Activity
Using the entries below, copy out all lines where "dormouse" is found.

Records for this task
━━━━━━

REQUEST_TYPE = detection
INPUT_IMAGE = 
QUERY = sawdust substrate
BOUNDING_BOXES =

━━━━━━

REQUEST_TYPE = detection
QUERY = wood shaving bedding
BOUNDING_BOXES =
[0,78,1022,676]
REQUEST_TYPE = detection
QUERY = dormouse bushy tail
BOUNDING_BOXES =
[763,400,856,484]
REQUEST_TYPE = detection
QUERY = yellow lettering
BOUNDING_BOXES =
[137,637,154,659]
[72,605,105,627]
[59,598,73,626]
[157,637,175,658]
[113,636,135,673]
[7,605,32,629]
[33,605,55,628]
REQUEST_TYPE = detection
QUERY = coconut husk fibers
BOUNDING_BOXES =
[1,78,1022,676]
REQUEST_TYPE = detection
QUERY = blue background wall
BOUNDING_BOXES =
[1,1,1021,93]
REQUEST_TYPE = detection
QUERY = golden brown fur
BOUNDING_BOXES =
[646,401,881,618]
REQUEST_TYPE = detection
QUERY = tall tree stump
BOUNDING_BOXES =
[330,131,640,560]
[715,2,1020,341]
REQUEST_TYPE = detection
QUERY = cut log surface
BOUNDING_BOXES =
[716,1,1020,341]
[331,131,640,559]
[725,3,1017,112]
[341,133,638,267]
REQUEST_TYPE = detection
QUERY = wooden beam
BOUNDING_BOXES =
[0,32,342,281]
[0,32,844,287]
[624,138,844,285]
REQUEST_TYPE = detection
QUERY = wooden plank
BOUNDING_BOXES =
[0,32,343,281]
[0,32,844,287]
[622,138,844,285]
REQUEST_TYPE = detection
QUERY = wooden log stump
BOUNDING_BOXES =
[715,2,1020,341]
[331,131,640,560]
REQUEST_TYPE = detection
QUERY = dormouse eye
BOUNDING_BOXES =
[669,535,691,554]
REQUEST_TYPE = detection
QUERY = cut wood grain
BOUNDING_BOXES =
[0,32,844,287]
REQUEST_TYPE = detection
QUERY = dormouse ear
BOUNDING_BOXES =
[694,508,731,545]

━━━━━━

Answer to the problem
QUERY = dormouse bushy tail
QUERY = dormouse eye
QUERY = dormouse ear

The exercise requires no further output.